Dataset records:
----

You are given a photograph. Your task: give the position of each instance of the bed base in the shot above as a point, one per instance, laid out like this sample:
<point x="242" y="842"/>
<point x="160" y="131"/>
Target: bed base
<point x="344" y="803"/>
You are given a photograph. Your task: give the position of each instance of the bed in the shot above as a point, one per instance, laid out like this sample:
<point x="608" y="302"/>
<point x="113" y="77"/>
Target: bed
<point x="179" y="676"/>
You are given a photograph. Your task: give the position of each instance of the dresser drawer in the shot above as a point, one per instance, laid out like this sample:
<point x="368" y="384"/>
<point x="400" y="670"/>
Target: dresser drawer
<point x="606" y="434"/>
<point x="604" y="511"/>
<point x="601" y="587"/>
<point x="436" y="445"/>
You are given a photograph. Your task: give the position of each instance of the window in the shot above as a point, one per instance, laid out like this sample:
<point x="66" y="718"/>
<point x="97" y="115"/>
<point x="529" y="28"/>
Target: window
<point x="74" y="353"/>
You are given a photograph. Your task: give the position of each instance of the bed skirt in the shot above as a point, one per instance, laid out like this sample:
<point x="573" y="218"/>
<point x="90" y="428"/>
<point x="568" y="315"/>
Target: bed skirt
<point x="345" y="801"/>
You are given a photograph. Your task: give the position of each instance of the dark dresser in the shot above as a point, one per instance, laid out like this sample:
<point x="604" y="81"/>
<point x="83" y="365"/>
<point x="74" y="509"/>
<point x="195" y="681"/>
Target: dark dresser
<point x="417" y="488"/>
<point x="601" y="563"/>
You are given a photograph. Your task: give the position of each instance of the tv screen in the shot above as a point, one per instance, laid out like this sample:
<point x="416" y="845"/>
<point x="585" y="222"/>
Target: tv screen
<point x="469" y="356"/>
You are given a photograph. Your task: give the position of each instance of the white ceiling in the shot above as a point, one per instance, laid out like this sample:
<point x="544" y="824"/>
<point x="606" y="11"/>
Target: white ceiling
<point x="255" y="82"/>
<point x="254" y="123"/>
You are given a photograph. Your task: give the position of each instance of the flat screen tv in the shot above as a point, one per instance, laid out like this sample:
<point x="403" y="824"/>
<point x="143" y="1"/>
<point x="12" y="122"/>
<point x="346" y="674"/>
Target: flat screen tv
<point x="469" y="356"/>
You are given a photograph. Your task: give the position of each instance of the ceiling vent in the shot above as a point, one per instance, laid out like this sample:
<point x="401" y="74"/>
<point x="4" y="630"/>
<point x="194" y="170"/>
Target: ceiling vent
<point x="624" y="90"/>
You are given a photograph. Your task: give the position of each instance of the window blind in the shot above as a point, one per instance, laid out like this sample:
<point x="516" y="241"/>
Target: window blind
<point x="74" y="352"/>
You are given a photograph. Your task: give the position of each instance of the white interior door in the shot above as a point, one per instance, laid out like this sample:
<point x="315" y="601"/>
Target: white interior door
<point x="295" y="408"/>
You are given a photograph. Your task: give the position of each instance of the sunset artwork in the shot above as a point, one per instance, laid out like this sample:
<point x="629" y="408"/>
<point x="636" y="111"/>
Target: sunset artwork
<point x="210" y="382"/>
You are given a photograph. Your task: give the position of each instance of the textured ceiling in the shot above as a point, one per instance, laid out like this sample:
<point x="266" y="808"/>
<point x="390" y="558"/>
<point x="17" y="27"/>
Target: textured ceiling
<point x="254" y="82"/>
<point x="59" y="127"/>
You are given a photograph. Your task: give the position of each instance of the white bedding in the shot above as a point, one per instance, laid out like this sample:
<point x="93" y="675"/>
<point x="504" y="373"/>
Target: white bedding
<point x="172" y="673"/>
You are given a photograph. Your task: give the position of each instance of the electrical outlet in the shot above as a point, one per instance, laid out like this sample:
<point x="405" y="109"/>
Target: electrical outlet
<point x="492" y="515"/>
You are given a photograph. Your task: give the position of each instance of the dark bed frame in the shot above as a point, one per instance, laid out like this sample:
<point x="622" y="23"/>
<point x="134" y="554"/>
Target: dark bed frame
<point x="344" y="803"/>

----

◆ Exercise description:
Reproduce the entries above with each "position" swapped for "location", keeping everything else the same.

◆ Expected output:
You are given a photograph. Your task: give the location of each instance of the bed base in the shot above as a point, one per instance, laid out like this sample:
<point x="242" y="842"/>
<point x="160" y="131"/>
Target: bed base
<point x="344" y="803"/>
You are given a photograph. Your task: give the location of each instance of the bed in the shot above as a point, one per instance, laid out like this sample:
<point x="608" y="302"/>
<point x="113" y="77"/>
Target: bed
<point x="179" y="676"/>
You are given a photograph. Your task: give the location of each instance of the dresser drawer in the shot above as a point, one per instance, laid out like this sample:
<point x="368" y="384"/>
<point x="400" y="670"/>
Target: dresser drawer
<point x="606" y="434"/>
<point x="604" y="511"/>
<point x="601" y="587"/>
<point x="436" y="445"/>
You are given a photograph. Your task: give the location of each instance of the window in the shot above as a point, one per instance, laid out like this sample:
<point x="66" y="718"/>
<point x="97" y="115"/>
<point x="529" y="28"/>
Target: window
<point x="74" y="353"/>
You are given a photograph. Your task: give the location of each instance of the bed skirt in the shot above as a point, one per instance, laid out like this sample:
<point x="573" y="218"/>
<point x="90" y="428"/>
<point x="568" y="315"/>
Target: bed skirt
<point x="345" y="801"/>
You are given a photograph. Your task: give the location of each instance of the dark dresser in the shot above as a point, one per instance, laid out like this sample:
<point x="604" y="81"/>
<point x="83" y="365"/>
<point x="74" y="509"/>
<point x="195" y="681"/>
Target: dark dresser
<point x="417" y="488"/>
<point x="601" y="563"/>
You are given a photograph. Your task: give the location of each instance of the tv screen in the shot above as a point, one per instance, laid out like this sample:
<point x="416" y="845"/>
<point x="585" y="222"/>
Target: tv screen
<point x="469" y="356"/>
You are given a photograph. Your task: give the location of each instance of the white ceiling in the shot above as a point, one per instance, laid out like this sample:
<point x="544" y="824"/>
<point x="606" y="11"/>
Target: white ceiling
<point x="255" y="82"/>
<point x="254" y="123"/>
You are given a photograph. Your task: give the location of each instance of the flat screen tv in the shot above as a point, one per instance, laid out like this sample:
<point x="403" y="824"/>
<point x="143" y="1"/>
<point x="12" y="122"/>
<point x="346" y="674"/>
Target: flat screen tv
<point x="469" y="356"/>
You are given a photograph. Your task: give the location of each instance of the ceiling vent in the shot above as a point, one per instance, laid out like this sample:
<point x="401" y="74"/>
<point x="4" y="630"/>
<point x="194" y="170"/>
Target: ceiling vent
<point x="624" y="90"/>
You are given a photograph. Your task: give the location of each instance of the window blind in the shot above as a point, one per instance, laid out like this sample:
<point x="516" y="241"/>
Target: window blind
<point x="74" y="352"/>
You are given a photograph. Your task: give the location of each instance of the white interior door in the shot above as a point, one per instance, laid out like this sample:
<point x="315" y="601"/>
Target: white interior door
<point x="295" y="408"/>
You are given a photograph. Your task: give the location of each instance of the sunset artwork in the shot above as a point, one per instance, laid out like this sample:
<point x="629" y="408"/>
<point x="636" y="111"/>
Target: sunset artwork
<point x="210" y="382"/>
You are given a photograph. Your task: give the location of each instance of the textured ceiling in the shot above as a point, one per instance, laid out like this sample:
<point x="266" y="808"/>
<point x="390" y="558"/>
<point x="17" y="27"/>
Target: textured ceiling
<point x="254" y="82"/>
<point x="59" y="127"/>
You are given a photograph. Your task: give the location of each instance of the white bedding in the shot above as a point, one per instance, laid out like this sample:
<point x="93" y="675"/>
<point x="504" y="373"/>
Target: white bedding
<point x="172" y="673"/>
You are given a photograph. Your task: give the location of each instance of the electrical outlet in the shot above as a point, one per instance, laid out like this sample:
<point x="405" y="109"/>
Target: electrical outlet
<point x="492" y="515"/>
You are given a photograph. Your task: give the location of each instance of the dark bed frame in the shot above as a point, one per instance, laid out like this sample:
<point x="622" y="23"/>
<point x="134" y="554"/>
Target: dark bed frame
<point x="344" y="803"/>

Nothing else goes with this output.